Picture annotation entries
>>>>>

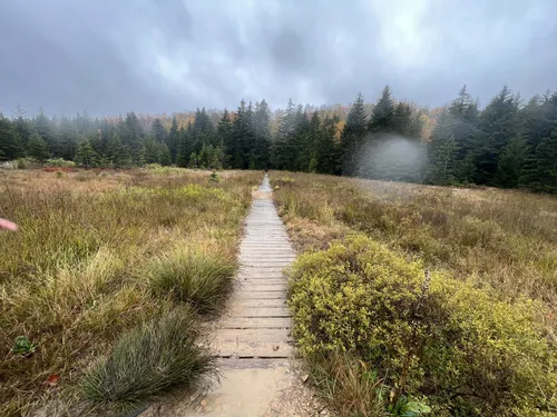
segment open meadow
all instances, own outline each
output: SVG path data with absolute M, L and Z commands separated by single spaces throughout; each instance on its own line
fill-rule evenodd
M 557 199 L 274 171 L 294 337 L 342 416 L 557 414 Z M 414 413 L 414 414 L 412 414 Z
M 256 171 L 0 172 L 0 415 L 137 409 L 214 370 Z

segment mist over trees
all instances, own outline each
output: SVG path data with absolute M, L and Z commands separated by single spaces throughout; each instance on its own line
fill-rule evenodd
M 0 113 L 0 161 L 72 160 L 81 167 L 145 163 L 280 169 L 432 185 L 477 183 L 557 192 L 557 92 L 524 101 L 508 87 L 485 108 L 466 86 L 443 108 L 359 93 L 350 107 L 265 100 L 235 110 L 117 118 Z

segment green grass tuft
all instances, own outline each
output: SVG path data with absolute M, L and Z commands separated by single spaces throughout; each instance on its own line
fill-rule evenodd
M 146 275 L 155 294 L 169 294 L 204 315 L 223 306 L 233 289 L 235 269 L 235 262 L 221 254 L 178 249 L 155 258 Z
M 86 373 L 85 396 L 97 406 L 128 411 L 174 389 L 190 389 L 214 370 L 213 356 L 197 341 L 196 318 L 188 310 L 138 326 Z

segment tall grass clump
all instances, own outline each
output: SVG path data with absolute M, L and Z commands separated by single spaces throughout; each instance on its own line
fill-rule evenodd
M 348 351 L 365 364 L 325 368 L 345 416 L 380 415 L 381 403 L 389 413 L 418 404 L 438 416 L 557 413 L 557 350 L 539 321 L 541 302 L 498 301 L 363 236 L 300 257 L 290 294 L 310 363 Z
M 178 168 L 91 170 L 87 181 L 81 172 L 1 175 L 0 214 L 19 226 L 0 231 L 2 417 L 78 415 L 72 387 L 91 358 L 182 305 L 145 284 L 149 259 L 192 245 L 234 259 L 252 187 L 262 178 L 226 171 L 209 185 L 207 172 Z M 21 340 L 32 346 L 25 355 Z
M 184 309 L 128 330 L 85 374 L 86 398 L 97 407 L 131 411 L 163 394 L 194 388 L 214 370 L 198 336 L 195 316 Z
M 233 289 L 236 266 L 223 254 L 177 249 L 155 258 L 145 276 L 156 295 L 170 295 L 199 314 L 214 314 Z

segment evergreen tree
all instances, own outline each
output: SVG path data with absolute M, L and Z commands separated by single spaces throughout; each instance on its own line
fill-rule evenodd
M 289 106 L 278 125 L 278 132 L 271 148 L 271 160 L 275 169 L 293 170 L 296 159 L 296 112 L 294 103 L 289 100 Z
M 170 155 L 170 150 L 166 143 L 159 143 L 159 162 L 163 167 L 168 167 L 173 163 L 173 158 Z
M 167 140 L 166 129 L 163 126 L 160 119 L 157 118 L 153 121 L 153 125 L 150 127 L 150 132 L 157 142 L 159 143 L 166 142 Z
M 29 142 L 27 143 L 27 153 L 31 158 L 37 159 L 39 162 L 43 162 L 50 156 L 47 142 L 37 132 L 32 133 L 29 138 Z
M 111 166 L 123 168 L 131 165 L 129 149 L 123 143 L 116 131 L 113 133 L 107 148 L 106 157 Z
M 218 120 L 217 137 L 219 147 L 224 150 L 223 161 L 225 162 L 226 167 L 228 167 L 229 160 L 234 155 L 235 147 L 234 138 L 232 135 L 231 113 L 226 109 L 224 109 L 221 120 Z
M 321 173 L 338 172 L 338 149 L 335 143 L 336 125 L 339 117 L 326 116 L 321 123 L 317 142 L 315 145 L 315 158 L 317 160 L 316 171 Z
M 387 86 L 371 113 L 368 127 L 371 133 L 383 135 L 393 131 L 394 105 L 391 96 L 391 88 Z
M 77 153 L 76 153 L 76 162 L 82 167 L 95 167 L 97 165 L 98 155 L 92 149 L 91 142 L 89 140 L 84 140 L 79 143 Z
M 156 141 L 153 136 L 148 136 L 143 142 L 145 162 L 158 163 L 160 162 L 160 142 Z
M 537 181 L 536 189 L 557 192 L 557 128 L 551 136 L 544 138 L 536 148 Z
M 0 112 L 0 160 L 12 160 L 21 156 L 21 138 L 13 131 L 11 121 Z
M 178 142 L 179 142 L 178 121 L 176 120 L 176 117 L 173 117 L 173 123 L 170 126 L 170 132 L 168 133 L 167 140 L 172 160 L 176 161 L 176 157 L 178 155 Z
M 455 180 L 458 145 L 451 129 L 451 117 L 443 111 L 428 143 L 427 180 L 436 185 L 450 185 Z
M 492 185 L 497 172 L 499 155 L 518 131 L 518 103 L 507 86 L 481 112 L 480 133 L 472 142 L 476 161 L 476 183 Z
M 75 130 L 74 123 L 62 117 L 60 120 L 59 128 L 59 152 L 60 157 L 67 160 L 74 160 L 77 151 L 77 131 Z
M 253 127 L 255 130 L 255 145 L 250 156 L 255 169 L 267 169 L 271 157 L 271 111 L 265 100 L 255 103 Z
M 20 105 L 17 105 L 16 110 L 13 111 L 12 128 L 13 132 L 21 140 L 21 146 L 25 149 L 29 138 L 31 137 L 32 127 L 27 118 L 26 111 Z
M 497 187 L 517 188 L 528 156 L 528 145 L 515 136 L 499 156 L 494 183 Z
M 39 133 L 39 136 L 47 143 L 49 153 L 52 153 L 55 157 L 58 157 L 59 147 L 55 135 L 55 130 L 51 121 L 47 118 L 42 109 L 40 110 L 39 116 L 35 118 L 35 131 Z
M 342 175 L 351 176 L 358 171 L 358 157 L 364 142 L 367 123 L 363 96 L 359 92 L 341 136 Z

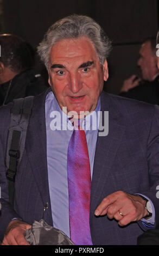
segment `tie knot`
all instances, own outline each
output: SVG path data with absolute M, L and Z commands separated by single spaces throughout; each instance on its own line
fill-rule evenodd
M 74 130 L 83 130 L 82 129 L 82 125 L 84 119 L 77 119 L 73 117 L 70 117 L 68 119 L 74 126 Z

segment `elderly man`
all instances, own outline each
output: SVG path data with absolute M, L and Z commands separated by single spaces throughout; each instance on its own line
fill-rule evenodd
M 2 245 L 28 244 L 24 232 L 44 208 L 45 221 L 75 245 L 136 245 L 158 223 L 158 107 L 102 92 L 110 47 L 99 25 L 76 15 L 51 26 L 40 44 L 51 89 L 34 100 L 14 209 L 4 160 L 11 104 L 1 108 Z M 103 136 L 95 117 L 99 112 L 104 123 L 107 111 Z

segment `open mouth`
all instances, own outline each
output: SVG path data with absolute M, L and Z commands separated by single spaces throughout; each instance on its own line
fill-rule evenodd
M 85 95 L 81 95 L 81 96 L 69 96 L 69 97 L 71 101 L 74 102 L 79 102 L 81 101 L 82 101 Z

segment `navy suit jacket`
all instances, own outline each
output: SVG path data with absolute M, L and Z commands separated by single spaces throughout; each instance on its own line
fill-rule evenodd
M 53 225 L 48 187 L 44 103 L 48 90 L 36 96 L 26 148 L 16 175 L 15 210 L 8 202 L 5 153 L 10 109 L 0 108 L 0 179 L 2 210 L 0 240 L 15 217 L 32 224 L 42 217 Z M 141 221 L 119 227 L 107 216 L 94 212 L 101 200 L 118 190 L 142 193 L 152 201 L 159 222 L 159 107 L 103 92 L 101 110 L 109 112 L 109 131 L 98 137 L 92 181 L 90 228 L 93 245 L 136 245 L 145 228 Z M 60 161 L 60 160 L 59 160 Z M 157 194 L 157 197 L 156 197 Z M 78 230 L 77 230 L 78 231 Z

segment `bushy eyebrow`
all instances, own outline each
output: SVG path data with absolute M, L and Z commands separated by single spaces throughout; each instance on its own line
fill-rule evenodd
M 55 64 L 51 65 L 51 69 L 66 69 L 66 66 L 63 66 L 63 65 L 59 64 Z
M 91 66 L 94 62 L 84 62 L 81 65 L 80 65 L 78 68 L 81 69 L 81 68 L 87 68 L 87 66 Z
M 87 68 L 88 66 L 91 66 L 94 62 L 84 62 L 82 64 L 81 64 L 79 67 L 78 69 L 81 69 L 81 68 Z M 66 69 L 66 66 L 60 64 L 54 64 L 51 65 L 51 69 Z

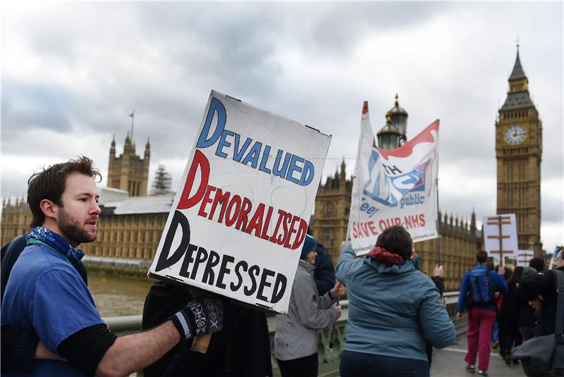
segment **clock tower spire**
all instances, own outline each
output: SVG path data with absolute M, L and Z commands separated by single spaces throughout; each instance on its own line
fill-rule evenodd
M 542 122 L 529 94 L 517 45 L 505 101 L 496 121 L 497 213 L 515 214 L 520 249 L 540 256 Z

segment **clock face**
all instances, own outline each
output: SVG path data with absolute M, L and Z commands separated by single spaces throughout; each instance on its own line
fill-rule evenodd
M 503 139 L 509 145 L 519 145 L 527 140 L 527 130 L 519 124 L 509 126 L 503 133 Z

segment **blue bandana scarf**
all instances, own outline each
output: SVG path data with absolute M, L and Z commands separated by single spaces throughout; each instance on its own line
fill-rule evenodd
M 35 240 L 52 247 L 65 257 L 77 269 L 78 269 L 77 266 L 81 263 L 80 259 L 84 257 L 83 251 L 73 247 L 57 233 L 42 226 L 36 226 L 32 229 L 25 239 L 27 240 L 27 245 L 34 243 Z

<<<<<

* _THE REQUEST_
Recast the lines from the beginning through the line that contains "M 86 373 L 85", inclusive, as a Markdown table with the columns Row and Line. Give each line a row number, and omit blank lines and pictures.

* _EXERCISE RESULT_
| Row | Line |
|---|---|
| 1 | segment open meadow |
| 2 | all instances, own outline each |
| 3 | output: SVG path data with absolute M, L and Z commands separated by single spaces throughout; each instance on its own line |
| 4 | fill-rule evenodd |
| 5 | M 557 199 L 274 171 L 294 337 L 342 416 L 557 414 Z M 414 413 L 414 414 L 412 414 Z |
| 6 | M 256 171 L 0 172 L 0 415 L 137 409 L 214 370 Z |
| 7 | segment mist over trees |
| 8 | all instances, own outline each |
| 9 | output: SVG path data with absolute M, L and Z commands separated by single spaces throughout; each instance on its own line |
| 10 | fill-rule evenodd |
| 11 | M 0 113 L 0 161 L 72 160 L 81 167 L 145 163 L 280 169 L 432 185 L 477 183 L 557 192 L 557 92 L 524 101 L 508 87 L 485 108 L 466 86 L 443 108 L 359 93 L 350 107 L 265 100 L 235 110 L 117 118 Z |
| 12 | segment green grass tuft |
| 13 | all instances, own outline each |
| 14 | output: SVG path data with absolute M, L and Z commands separated by single spaces throughout; each instance on its own line |
| 15 | fill-rule evenodd |
| 16 | M 146 275 L 155 294 L 169 294 L 204 315 L 223 306 L 233 289 L 235 269 L 235 262 L 221 254 L 178 249 L 155 258 Z |
| 17 | M 86 373 L 85 396 L 97 406 L 128 411 L 174 389 L 190 389 L 214 370 L 213 356 L 197 341 L 196 318 L 188 310 L 138 326 Z |